▸ THE REQUEST:
Lay out the material below as a two-column Markdown table, with Row holding a running row number and Line holding the text of each non-blank line. Blank lines and pictures are left out.

** BEGIN SOURCE MATERIAL **

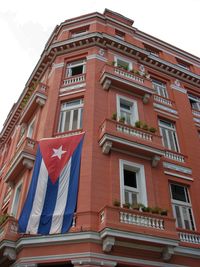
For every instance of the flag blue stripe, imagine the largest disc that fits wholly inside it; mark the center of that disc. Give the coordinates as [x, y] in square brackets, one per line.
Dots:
[24, 218]
[48, 208]
[73, 189]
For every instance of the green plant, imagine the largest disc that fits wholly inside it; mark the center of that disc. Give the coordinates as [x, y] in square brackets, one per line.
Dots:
[146, 209]
[145, 127]
[152, 129]
[155, 210]
[137, 206]
[3, 218]
[114, 116]
[116, 203]
[163, 212]
[122, 119]
[126, 205]
[138, 124]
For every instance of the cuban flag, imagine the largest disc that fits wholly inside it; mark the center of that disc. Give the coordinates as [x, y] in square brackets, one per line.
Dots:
[52, 196]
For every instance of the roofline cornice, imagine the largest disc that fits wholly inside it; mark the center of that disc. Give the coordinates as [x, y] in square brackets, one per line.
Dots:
[85, 41]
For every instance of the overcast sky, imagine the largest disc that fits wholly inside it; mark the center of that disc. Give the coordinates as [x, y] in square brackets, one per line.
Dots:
[25, 27]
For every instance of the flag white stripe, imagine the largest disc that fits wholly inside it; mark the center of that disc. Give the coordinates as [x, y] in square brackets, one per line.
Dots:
[57, 218]
[38, 202]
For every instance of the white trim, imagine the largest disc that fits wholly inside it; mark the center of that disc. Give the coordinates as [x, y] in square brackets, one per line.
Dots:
[14, 210]
[179, 176]
[177, 167]
[96, 56]
[178, 88]
[170, 110]
[140, 178]
[134, 108]
[131, 143]
[103, 257]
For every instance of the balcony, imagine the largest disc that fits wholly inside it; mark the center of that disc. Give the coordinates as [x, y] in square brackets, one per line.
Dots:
[118, 136]
[24, 157]
[129, 225]
[32, 101]
[73, 82]
[126, 80]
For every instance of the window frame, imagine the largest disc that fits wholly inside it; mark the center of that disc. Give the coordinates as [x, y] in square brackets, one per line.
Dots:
[175, 136]
[15, 206]
[130, 64]
[79, 107]
[161, 89]
[183, 204]
[134, 111]
[73, 64]
[140, 179]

** END SOURCE MATERIAL **

▸ ANSWER IN FULL:
| Row | Line |
|---|---|
| 1 | For every instance of the flag blue stripe, imagine the largest disc that fits wholly inside it; mark the center of that disc. Give the coordinates as [x, y] in square brackets, one per line. |
| 2 | Dots: |
| 3 | [24, 218] |
| 4 | [48, 208] |
| 5 | [73, 189] |
| 6 | For every instance of the green plant, imagine the largest disc that fits wholly inside it; mark the center of that disc. Give the coordinates as [x, y] in square brackets, one per line. |
| 7 | Dots: |
| 8 | [146, 209] |
| 9 | [145, 127] |
| 10 | [152, 129] |
| 11 | [155, 210] |
| 12 | [137, 206] |
| 13 | [3, 218] |
| 14 | [114, 116] |
| 15 | [116, 203] |
| 16 | [163, 212] |
| 17 | [122, 119] |
| 18 | [126, 205] |
| 19 | [138, 124] |
| 20 | For every instance of the cuban flag, imagine the largest disc that fits wholly inside it; mark the center of that disc. Give the coordinates as [x, y] in square brackets, one per line. |
| 21 | Dots: |
| 22 | [52, 196] |
| 23 | For every instance of the roofline cornice, imagine the largest disc that fits wholly inside it; mark the center of that disc. Give the coordinates as [x, y] in square brackets, one per line. |
| 24 | Dots: |
| 25 | [85, 41] |
| 26 | For every instance of the overcast sky, imagine the largest disc that fits wholly inside it; mark the center of that disc. Give the coordinates as [x, y] in square brackets, one per line. |
| 27 | Dots: |
| 28 | [25, 27] |
| 29 | For every instance of the flag white stripe, imagine the largest disc that fits wholly inside it; mark the center of that disc. Give the coordinates as [x, y] in square brackets, one per line. |
| 30 | Dots: |
| 31 | [57, 218] |
| 32 | [38, 202] |
| 33 | For every instance of the white trim, imagine the largest disc that fits wholly inside it; mark the center of that disc. Give the coordinates as [x, y] in square brackets, one per line. |
| 34 | Dots: |
| 35 | [14, 210] |
| 36 | [179, 176] |
| 37 | [177, 167] |
| 38 | [96, 56] |
| 39 | [178, 88] |
| 40 | [170, 110] |
| 41 | [140, 178] |
| 42 | [134, 108] |
| 43 | [131, 143] |
| 44 | [103, 257] |
| 45 | For every instance of the balcony, imagine the largest disc that fits wholly inside it; mark the center of that disc. Give the coordinates as [x, y] in square brackets, one per line. |
| 46 | Dots: |
| 47 | [118, 136] |
| 48 | [24, 157] |
| 49 | [129, 225] |
| 50 | [32, 101] |
| 51 | [73, 82] |
| 52 | [126, 80] |
| 53 | For every instance of the window frame, imagine the largest disc that fits wholly inside it; mark the center of that disc. Give the coordinates as [x, y] in square brackets, one per line. |
| 54 | Dots: |
| 55 | [175, 136] |
| 56 | [15, 206] |
| 57 | [130, 64] |
| 58 | [79, 107] |
| 59 | [161, 89] |
| 60 | [183, 204] |
| 61 | [134, 111] |
| 62 | [73, 64] |
| 63 | [140, 179] |